**PROBLEM TO SOLVE**
From the first record to the last, write each one out again exactly.

----- TASK MATERIAL -----

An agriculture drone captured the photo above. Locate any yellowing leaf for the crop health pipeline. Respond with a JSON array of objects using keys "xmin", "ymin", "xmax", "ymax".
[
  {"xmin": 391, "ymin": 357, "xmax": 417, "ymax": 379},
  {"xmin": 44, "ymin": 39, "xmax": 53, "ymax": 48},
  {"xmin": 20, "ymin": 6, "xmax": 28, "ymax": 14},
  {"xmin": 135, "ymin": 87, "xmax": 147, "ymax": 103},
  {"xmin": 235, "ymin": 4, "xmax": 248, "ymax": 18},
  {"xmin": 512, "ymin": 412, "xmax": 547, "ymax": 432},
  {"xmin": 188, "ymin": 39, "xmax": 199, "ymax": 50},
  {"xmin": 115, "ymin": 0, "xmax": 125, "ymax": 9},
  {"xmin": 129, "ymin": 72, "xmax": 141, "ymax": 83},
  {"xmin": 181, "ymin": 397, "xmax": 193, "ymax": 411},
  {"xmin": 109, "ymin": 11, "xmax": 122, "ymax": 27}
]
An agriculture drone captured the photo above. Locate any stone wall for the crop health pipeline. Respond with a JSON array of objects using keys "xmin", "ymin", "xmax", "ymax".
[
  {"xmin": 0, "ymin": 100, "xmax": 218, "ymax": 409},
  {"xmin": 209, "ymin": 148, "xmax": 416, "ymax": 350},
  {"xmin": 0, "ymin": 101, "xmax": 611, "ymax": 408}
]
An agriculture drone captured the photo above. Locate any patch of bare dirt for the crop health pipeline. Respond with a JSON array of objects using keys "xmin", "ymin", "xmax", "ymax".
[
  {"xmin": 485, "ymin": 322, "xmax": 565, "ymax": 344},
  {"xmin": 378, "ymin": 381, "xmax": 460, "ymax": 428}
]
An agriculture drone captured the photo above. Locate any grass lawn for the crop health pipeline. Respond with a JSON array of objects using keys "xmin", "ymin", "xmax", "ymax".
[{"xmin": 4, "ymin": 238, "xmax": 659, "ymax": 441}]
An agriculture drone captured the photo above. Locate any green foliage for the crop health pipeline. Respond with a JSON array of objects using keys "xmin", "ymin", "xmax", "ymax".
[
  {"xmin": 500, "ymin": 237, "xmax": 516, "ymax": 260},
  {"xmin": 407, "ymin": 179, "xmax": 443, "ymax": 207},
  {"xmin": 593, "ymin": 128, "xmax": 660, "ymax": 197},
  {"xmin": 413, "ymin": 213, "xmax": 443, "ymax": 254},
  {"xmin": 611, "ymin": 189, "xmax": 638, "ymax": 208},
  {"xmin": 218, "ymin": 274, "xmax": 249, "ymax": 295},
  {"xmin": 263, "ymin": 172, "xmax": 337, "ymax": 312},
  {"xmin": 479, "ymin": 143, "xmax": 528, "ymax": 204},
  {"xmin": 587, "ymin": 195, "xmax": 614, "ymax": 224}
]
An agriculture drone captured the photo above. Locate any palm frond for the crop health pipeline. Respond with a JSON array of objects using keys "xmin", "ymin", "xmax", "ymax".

-----

**SOLUTION FOR THIS PROBLEM**
An agriculture drone captured the photo above. Locate any yellowing leaf for the crop health pipeline. Respond with a JSON array of objects using keys "xmin", "ymin", "xmax", "ymax".
[
  {"xmin": 391, "ymin": 357, "xmax": 417, "ymax": 379},
  {"xmin": 44, "ymin": 39, "xmax": 53, "ymax": 48},
  {"xmin": 20, "ymin": 6, "xmax": 28, "ymax": 14},
  {"xmin": 135, "ymin": 87, "xmax": 147, "ymax": 103},
  {"xmin": 235, "ymin": 4, "xmax": 248, "ymax": 18},
  {"xmin": 512, "ymin": 412, "xmax": 547, "ymax": 432},
  {"xmin": 188, "ymin": 39, "xmax": 199, "ymax": 50},
  {"xmin": 115, "ymin": 0, "xmax": 125, "ymax": 9},
  {"xmin": 129, "ymin": 72, "xmax": 141, "ymax": 83},
  {"xmin": 181, "ymin": 397, "xmax": 193, "ymax": 411},
  {"xmin": 109, "ymin": 11, "xmax": 122, "ymax": 27}
]
An agriculture drone captured the photo above. Locate any stone wall for the crop health pipeline. Respond with a JSON array of objects using keys "xmin", "ymin", "xmax", "ymax".
[
  {"xmin": 0, "ymin": 100, "xmax": 218, "ymax": 409},
  {"xmin": 209, "ymin": 148, "xmax": 416, "ymax": 350},
  {"xmin": 0, "ymin": 101, "xmax": 611, "ymax": 408}
]
An agriculture drone captured the photo above. Locate any patch of bare dirt for the crop health pipeline. Respond with a JSON array of objects using keys "xmin", "ymin", "xmax", "ymax".
[
  {"xmin": 485, "ymin": 322, "xmax": 565, "ymax": 344},
  {"xmin": 378, "ymin": 381, "xmax": 460, "ymax": 428}
]
An agriculture drone captured the photo above. Locate any grass lawn for the crop health pipeline. Respond with a JSON array of objects using keys "xmin", "ymin", "xmax", "ymax".
[{"xmin": 4, "ymin": 238, "xmax": 659, "ymax": 441}]
An agriculture drone captured the photo above. Locate any green foliage for the crop health pipeline. Respond with a JSON array of objects using keys "xmin", "ymin", "xmax", "ymax".
[
  {"xmin": 500, "ymin": 237, "xmax": 516, "ymax": 260},
  {"xmin": 407, "ymin": 179, "xmax": 443, "ymax": 207},
  {"xmin": 593, "ymin": 128, "xmax": 660, "ymax": 197},
  {"xmin": 413, "ymin": 213, "xmax": 443, "ymax": 254},
  {"xmin": 611, "ymin": 189, "xmax": 638, "ymax": 208},
  {"xmin": 218, "ymin": 274, "xmax": 249, "ymax": 295},
  {"xmin": 263, "ymin": 172, "xmax": 337, "ymax": 312},
  {"xmin": 479, "ymin": 143, "xmax": 528, "ymax": 204},
  {"xmin": 587, "ymin": 195, "xmax": 614, "ymax": 224}
]
An agriculture drone captured the photo above. Locate any palm frond for the crop health pipeline. Respond with a JSON array of objects using keys "xmin", "ymin", "xmax", "ymax".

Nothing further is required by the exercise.